▶ **What you should do**
Up to and including the line with "The function MUST provide one marker per instance of the green", please set down the entries below exactly, starting from the first line.

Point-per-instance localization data
______

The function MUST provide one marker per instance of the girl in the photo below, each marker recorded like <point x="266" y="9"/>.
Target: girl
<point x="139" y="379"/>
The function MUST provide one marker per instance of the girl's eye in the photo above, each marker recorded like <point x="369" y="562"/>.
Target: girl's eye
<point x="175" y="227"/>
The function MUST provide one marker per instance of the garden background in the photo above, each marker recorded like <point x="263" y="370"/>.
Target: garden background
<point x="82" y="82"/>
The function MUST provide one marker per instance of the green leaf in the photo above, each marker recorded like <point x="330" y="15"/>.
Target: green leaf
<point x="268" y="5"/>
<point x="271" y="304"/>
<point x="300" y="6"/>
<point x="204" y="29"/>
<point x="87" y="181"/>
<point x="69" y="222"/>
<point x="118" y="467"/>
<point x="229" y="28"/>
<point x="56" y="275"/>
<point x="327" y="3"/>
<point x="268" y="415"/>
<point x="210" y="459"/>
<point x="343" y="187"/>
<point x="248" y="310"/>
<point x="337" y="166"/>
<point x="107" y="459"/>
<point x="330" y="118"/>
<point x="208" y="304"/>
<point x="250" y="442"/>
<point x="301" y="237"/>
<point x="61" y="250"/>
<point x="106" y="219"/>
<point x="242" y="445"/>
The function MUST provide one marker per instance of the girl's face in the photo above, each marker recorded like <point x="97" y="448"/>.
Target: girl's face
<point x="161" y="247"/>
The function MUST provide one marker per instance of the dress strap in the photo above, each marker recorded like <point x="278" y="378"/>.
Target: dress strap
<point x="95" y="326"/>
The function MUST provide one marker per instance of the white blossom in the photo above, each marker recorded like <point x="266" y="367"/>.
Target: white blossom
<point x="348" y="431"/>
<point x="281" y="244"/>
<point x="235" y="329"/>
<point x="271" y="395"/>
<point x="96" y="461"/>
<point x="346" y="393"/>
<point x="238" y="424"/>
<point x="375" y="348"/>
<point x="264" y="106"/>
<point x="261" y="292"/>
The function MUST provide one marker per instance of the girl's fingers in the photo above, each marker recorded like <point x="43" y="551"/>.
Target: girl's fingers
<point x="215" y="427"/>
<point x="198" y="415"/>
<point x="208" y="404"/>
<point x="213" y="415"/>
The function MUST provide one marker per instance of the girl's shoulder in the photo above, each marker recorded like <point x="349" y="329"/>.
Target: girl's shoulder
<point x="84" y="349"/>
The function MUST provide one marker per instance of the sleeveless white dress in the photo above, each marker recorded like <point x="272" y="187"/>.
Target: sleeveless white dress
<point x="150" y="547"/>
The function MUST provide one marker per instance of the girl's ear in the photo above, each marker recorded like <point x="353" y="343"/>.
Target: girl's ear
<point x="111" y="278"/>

______

▶ **Task solution**
The function MUST provide one marker per instance of the girl in the photo below, each marker recorded like <point x="266" y="9"/>.
Target: girl
<point x="139" y="379"/>
The function MUST provide one marker per instance of the girl's eye in the photo above, each marker recorded like <point x="369" y="562"/>.
Target: girl's eye
<point x="175" y="227"/>
The function MUST provide one marker per instance of the garden background in the photo above, each marker recorded like <point x="263" y="370"/>.
Target: garden background
<point x="82" y="82"/>
The function MUST provide one marker per instance of the green leaf in the photo above, each marker recorded like <point x="330" y="15"/>.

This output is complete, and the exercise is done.